## What you need to do:
Can you turn the lines of the listing below, starting at the line that contains "Exercise. Annotate the white wall" and ending at the line that contains "x=508, y=273", into a numbered list with blank lines left out?

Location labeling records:
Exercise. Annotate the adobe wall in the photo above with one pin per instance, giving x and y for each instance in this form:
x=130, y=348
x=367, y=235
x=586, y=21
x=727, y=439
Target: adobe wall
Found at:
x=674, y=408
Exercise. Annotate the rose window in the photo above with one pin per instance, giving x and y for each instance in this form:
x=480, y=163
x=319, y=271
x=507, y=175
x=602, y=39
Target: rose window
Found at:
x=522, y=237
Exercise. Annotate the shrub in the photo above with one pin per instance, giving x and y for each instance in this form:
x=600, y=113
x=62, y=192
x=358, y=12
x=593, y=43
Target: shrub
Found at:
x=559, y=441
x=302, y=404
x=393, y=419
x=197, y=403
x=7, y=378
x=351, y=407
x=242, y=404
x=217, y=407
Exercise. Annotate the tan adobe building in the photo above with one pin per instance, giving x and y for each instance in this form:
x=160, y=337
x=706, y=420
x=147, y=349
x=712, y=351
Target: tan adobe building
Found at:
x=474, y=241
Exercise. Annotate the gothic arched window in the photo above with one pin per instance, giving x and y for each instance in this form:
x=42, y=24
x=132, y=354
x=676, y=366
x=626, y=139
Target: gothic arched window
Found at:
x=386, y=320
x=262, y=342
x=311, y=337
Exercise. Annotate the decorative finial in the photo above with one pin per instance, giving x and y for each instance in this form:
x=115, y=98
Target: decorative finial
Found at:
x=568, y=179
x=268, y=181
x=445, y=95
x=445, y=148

* * *

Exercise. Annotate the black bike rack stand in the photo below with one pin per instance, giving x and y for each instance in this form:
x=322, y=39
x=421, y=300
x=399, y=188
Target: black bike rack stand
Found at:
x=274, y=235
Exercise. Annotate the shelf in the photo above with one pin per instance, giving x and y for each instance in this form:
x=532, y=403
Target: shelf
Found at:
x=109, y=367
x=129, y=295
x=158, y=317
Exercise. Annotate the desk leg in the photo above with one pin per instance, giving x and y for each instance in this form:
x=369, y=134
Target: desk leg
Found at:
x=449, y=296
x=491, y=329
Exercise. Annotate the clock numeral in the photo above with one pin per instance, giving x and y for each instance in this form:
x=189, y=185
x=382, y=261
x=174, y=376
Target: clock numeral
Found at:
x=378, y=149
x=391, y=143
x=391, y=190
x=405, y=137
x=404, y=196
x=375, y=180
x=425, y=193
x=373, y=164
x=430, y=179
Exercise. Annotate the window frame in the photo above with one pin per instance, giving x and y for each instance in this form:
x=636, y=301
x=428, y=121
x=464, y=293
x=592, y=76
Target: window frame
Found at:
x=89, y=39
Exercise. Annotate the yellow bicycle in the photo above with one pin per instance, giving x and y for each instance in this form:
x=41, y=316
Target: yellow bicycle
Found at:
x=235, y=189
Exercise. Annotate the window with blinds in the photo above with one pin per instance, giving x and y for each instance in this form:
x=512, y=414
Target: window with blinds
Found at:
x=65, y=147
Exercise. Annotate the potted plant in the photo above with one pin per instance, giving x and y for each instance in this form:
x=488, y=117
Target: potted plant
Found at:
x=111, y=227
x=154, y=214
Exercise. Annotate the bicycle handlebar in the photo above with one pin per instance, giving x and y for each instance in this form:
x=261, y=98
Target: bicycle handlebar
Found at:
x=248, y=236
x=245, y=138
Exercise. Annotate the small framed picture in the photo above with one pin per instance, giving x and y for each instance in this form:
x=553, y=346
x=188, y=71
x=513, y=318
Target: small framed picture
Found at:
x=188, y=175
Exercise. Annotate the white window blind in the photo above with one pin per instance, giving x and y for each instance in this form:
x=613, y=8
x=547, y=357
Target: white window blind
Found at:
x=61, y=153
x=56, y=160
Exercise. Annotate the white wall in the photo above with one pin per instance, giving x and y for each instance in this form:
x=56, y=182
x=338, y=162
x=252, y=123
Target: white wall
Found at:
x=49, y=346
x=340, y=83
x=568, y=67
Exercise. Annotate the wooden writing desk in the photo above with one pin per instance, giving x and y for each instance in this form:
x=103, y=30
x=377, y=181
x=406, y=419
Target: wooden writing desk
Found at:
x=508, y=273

## Answer to this task:
1. Exercise. Annotate the white wall in the photo above with one pin per instance, giving x and y for each instance in this form:
2. x=56, y=182
3. x=338, y=162
4. x=252, y=123
5. Target: white wall
6. Found at:
7. x=49, y=346
8. x=340, y=83
9. x=568, y=67
10. Exercise. Annotate the wooden writing desk in the photo above with one pin per instance, giving x and y for each instance in this form:
11. x=103, y=30
12. x=377, y=181
13. x=406, y=419
14. Target: wooden writing desk
15. Found at:
16. x=508, y=273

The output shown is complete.